- [What is asked]:
1. Reproduce the passage of the gold and junior miners commentary starting with "The popular leveraged" and going on through "then immediately thereafter.".
2. In the gold and junior miners commentary, by how much did the Direxion Daily Junior Gold Miners Index Bull 2X Shares rise in a single day?
3. Write the next part of the gold and junior miners commentary, picking up after its final sentence.

- [Selected excerpt]:
------------------------------------------------------------------------

Are you wondering if it’s worth choosing a long position in the gold market now?
Well, consider taking a look at the junior miners first to find out. On Thursday, I wrote that I was going to go long on junior mining stocks, and in the following hours, the VanEck Junior Gold Miners ETF (NYSE:GDXJ) moved even a bit lower, providing you with a great opportunity to exit short positions and enter long ones in a comfortable manner. Hopefully, you did that because the GDXJ rallied by almost 4% on Friday and ended the week above $37.
The popular leveraged ETF, Direxion Daily Junior Gold Miners Index Bull 2X Shares (NYSE:JNUG), was up by over 7% in a single day.
If you’re long on miners and you reaped those profits - congratulations! If not, let me re-emphasize what I wrote in Friday’s extensive flagship Alert: it seems to me that the short-term rally has only begun and that quick profits are likely just around the corner.
Looking at gold’s pre-market decline, one might get second thoughts about the above, but please note that we are long on mining stocks, not gold, and there is a good reason why I chose mining stocks as a proxy and not gold or silver. The reason is that miners tend to show strength relative to gold before the bottom and then immediately thereafter.
Consequently, even if gold didn’t hit bottom last week and we’re seeing a bottom more or less right now, it doesn’t necessarily mean that miners will test their lows, too.
Let’s check what gold has been doing so far this week.

------------------------------------------------------------------------

Excerpts of bounding box data:

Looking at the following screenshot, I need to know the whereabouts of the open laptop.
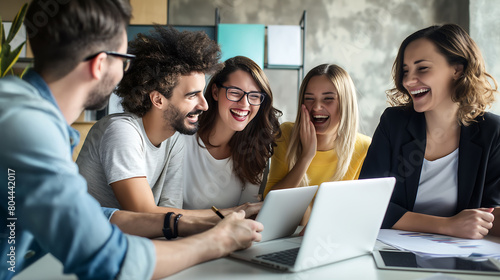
[230,177,396,272]
[255,186,318,242]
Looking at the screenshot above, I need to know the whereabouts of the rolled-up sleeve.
[0,100,155,279]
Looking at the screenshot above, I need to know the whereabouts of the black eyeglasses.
[219,85,266,105]
[83,51,135,72]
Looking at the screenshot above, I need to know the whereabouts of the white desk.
[14,238,500,280]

------------------------------------------------------------------------

- [Responses for each task]:
1.
The popular leveraged ETF, Direxion Daily Junior Gold Miners Index Bull 2X Shares (NYSE:JNUG), was up by over 7% in a single day.
If you’re long on miners and you reaped those profits - congratulations! If not, let me re-emphasize what I wrote in Friday’s extensive flagship Alert: it seems to me that the short-term rally has only begun and that quick profits are likely just around the corner.
Looking at gold’s pre-market decline, one might get second thoughts about the above, but please note that we are long on mining stocks, not gold, and there is a good reason why I chose mining stocks as a proxy and not gold or silver. The reason is that miners tend to show strength relative to gold before the bottom and then immediately thereafter.

2. By over 7%.

3.
Gold is trading well below my initial target area. However, another critical support level is just around the corner.
I don’t mean just the psychologically important (being round) $1,800 level. That too, but it’s crucial to note that gold just moved to levels from which the entire war-tension-based rally started. If it weren’t for those tensions, gold would likely have plunged profoundly in February, and perhaps it would be already after or getting close to its final low.
However, since the war started, gold peaked (when the tensions and uncertainty peaked), and it’s been moving lower since that time – despite what most analysts told you.Here's what I wrote on February 28, 2022, in the Gold & Silver Trading Alert entitled “Since There is a War, Gold Will Rise, Right? Wrong.”:
Let’s keep in mind that for gold to decline, the war doesn’t have to end, it doesn’t have to be won by either side. The only thing that matters with regard to it, is how big the uncertainty and concern is. And the peak uncertainty/concern might be today, as everything is new, and the situation is dramatically changing the geopolitical environment in Europe.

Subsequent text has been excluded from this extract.